[Saved entries]
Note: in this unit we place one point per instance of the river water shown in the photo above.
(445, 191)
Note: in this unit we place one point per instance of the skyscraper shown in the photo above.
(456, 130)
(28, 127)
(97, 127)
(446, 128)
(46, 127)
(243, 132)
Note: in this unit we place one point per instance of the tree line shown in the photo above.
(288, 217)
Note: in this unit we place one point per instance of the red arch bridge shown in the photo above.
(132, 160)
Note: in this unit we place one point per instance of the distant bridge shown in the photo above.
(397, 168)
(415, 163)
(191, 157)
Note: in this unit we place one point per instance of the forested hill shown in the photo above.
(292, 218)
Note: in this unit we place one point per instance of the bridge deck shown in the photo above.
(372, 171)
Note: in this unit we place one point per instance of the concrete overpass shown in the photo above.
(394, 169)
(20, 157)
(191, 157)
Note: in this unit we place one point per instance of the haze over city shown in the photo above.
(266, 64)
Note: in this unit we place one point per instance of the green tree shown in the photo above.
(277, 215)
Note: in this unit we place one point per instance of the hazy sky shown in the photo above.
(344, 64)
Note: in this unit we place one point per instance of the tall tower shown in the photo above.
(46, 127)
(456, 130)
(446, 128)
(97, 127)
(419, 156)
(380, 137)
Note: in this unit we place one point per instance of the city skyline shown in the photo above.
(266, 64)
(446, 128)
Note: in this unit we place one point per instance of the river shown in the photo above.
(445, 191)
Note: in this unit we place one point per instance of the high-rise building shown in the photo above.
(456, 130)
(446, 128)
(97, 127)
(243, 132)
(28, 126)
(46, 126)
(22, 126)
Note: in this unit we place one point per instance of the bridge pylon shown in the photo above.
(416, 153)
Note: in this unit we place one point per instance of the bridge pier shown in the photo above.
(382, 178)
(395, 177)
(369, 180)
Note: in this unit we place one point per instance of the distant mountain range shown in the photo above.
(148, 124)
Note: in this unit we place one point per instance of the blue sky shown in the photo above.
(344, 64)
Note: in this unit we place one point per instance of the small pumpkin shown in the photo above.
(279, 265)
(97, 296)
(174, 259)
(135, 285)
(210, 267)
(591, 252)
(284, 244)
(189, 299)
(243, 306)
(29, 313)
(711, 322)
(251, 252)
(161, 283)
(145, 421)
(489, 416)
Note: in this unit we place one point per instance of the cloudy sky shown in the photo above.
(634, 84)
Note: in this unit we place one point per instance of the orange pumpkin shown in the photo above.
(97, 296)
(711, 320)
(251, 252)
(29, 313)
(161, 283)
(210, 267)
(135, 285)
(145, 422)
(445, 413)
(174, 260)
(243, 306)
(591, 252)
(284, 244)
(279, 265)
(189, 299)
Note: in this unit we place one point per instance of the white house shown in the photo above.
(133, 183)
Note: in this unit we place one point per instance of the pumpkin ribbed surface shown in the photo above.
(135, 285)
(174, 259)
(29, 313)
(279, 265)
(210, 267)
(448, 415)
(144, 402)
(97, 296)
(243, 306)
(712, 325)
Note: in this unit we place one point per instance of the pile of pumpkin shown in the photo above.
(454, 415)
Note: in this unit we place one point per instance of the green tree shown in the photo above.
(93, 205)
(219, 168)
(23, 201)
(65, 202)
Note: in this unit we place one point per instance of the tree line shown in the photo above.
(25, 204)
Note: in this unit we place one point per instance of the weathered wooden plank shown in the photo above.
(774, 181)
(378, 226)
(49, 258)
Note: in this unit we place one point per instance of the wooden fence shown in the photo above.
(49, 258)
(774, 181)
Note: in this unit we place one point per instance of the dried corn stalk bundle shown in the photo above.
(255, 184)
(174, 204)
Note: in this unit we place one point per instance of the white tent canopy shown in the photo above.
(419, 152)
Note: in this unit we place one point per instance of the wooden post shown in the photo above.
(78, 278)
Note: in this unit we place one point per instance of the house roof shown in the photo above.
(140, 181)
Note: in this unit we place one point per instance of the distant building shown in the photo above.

> [WORK REQUIRED]: Would you transcribe the entries above exactly as they appear?

> [TASK SOLUTION]:
Note: in this unit we place one point per instance of the river water shown in the photo above.
(445, 191)
Note: in this unit we place one point per instance of the skyscraper shown in the photo above.
(456, 130)
(28, 127)
(97, 127)
(446, 128)
(46, 127)
(243, 132)
Note: in this unit we place one point per instance of the tree line shown in the photo above.
(288, 217)
Note: in this unit we place one point per instance of the red arch bridge shown in the photo above.
(132, 160)
Note: in this unit we place one point per instance of the distant bridge shown in the photo above.
(397, 168)
(415, 163)
(191, 157)
Note: in this unit we place one point per instance of the forested hill shown in the photo above.
(292, 218)
Note: in this unit we place one point per instance of the bridge deck shown in the photo above.
(372, 171)
Note: in this unit we place one point per instance of the concrete overpass shown in the photo above.
(394, 169)
(20, 157)
(191, 157)
Note: in this unit we place one point per instance of the haze over city shown in the photo above.
(266, 64)
Note: in this unit we place one point per instance of the green tree shown in the photo above.
(277, 215)
Note: in this unit we place one point per instance of the hazy sky shown in the photo above.
(344, 64)
Note: in this unit we place one point per instance of the tall tower shown in the photo above.
(46, 127)
(456, 130)
(446, 128)
(97, 127)
(419, 156)
(380, 137)
Note: in this unit we place one point per instance of the city skyline shown in the photo above.
(266, 64)
(446, 128)
Note: in this unit we place one point per instance of the river shown in the photo above.
(445, 191)
Note: in this unit we place one point per instance of the high-rise building shown in the photo above.
(456, 130)
(446, 128)
(97, 127)
(243, 132)
(28, 126)
(46, 126)
(22, 126)
Note: in this unit we place one point per instance of the bridge pylon shown in the photo above.
(416, 153)
Note: in this unit we place one point per instance of the bridge pier shown in the photo above.
(382, 178)
(395, 177)
(369, 180)
Note: in this unit we place one point per instance of the distant mountain range shown in the photo above.
(148, 124)
Note: in this unit we place one point per instance of the blue sky shown in the photo above.
(344, 64)
Note: in this unit we place one point per instance of the small pumpkin shown in the photo above.
(279, 265)
(97, 296)
(174, 259)
(135, 285)
(210, 267)
(591, 252)
(284, 244)
(189, 299)
(243, 306)
(29, 313)
(711, 322)
(251, 252)
(161, 283)
(145, 421)
(489, 416)
Note: in this unit we place one point per instance of the cloudy sky shown in the photo above.
(634, 84)
Note: in this unit we place one point per instance of the orange pumpkin shown in the photo above.
(97, 296)
(711, 320)
(251, 252)
(29, 313)
(161, 283)
(210, 267)
(135, 285)
(145, 422)
(445, 413)
(174, 260)
(243, 306)
(591, 252)
(284, 244)
(279, 265)
(189, 299)
Note: in this unit we place one point per instance of the white house shown in the photo above.
(133, 183)
Note: in this unit we place one point per instance of the pumpkin ribbed surface shown in the photo above.
(135, 285)
(174, 259)
(29, 313)
(279, 265)
(210, 267)
(448, 415)
(144, 402)
(97, 296)
(243, 306)
(712, 325)
Note: in this unit we place one point per instance of the pile of pumpkin shown in the photo above.
(454, 415)
Note: in this unit we place one point per instance of the green tree shown in the photo above.
(93, 205)
(219, 168)
(23, 201)
(65, 202)
Note: in this unit we place one point per instance of the tree line shown in the photo above.
(25, 204)
Note: in this unit we place one point per instance of the weathered wooden plank shown in the photo above.
(774, 181)
(378, 226)
(49, 258)
Note: in this unit we place one point per instance of the wooden fence shown in the photo above.
(49, 258)
(774, 181)
Note: in this unit we place one point per instance of the dried corn stalk bundle shown in the photo above.
(255, 184)
(174, 204)
Note: in this unit we place one point per instance of the white tent canopy shown in the photo above.
(419, 152)
Note: in this unit we place one point per instance of the wooden post shown in the photo above.
(78, 278)
Note: in this unit we place one point per instance of the house roof shown in the photo above.
(140, 181)
Note: in this unit we place one point per instance of the distant building shown in the photo above.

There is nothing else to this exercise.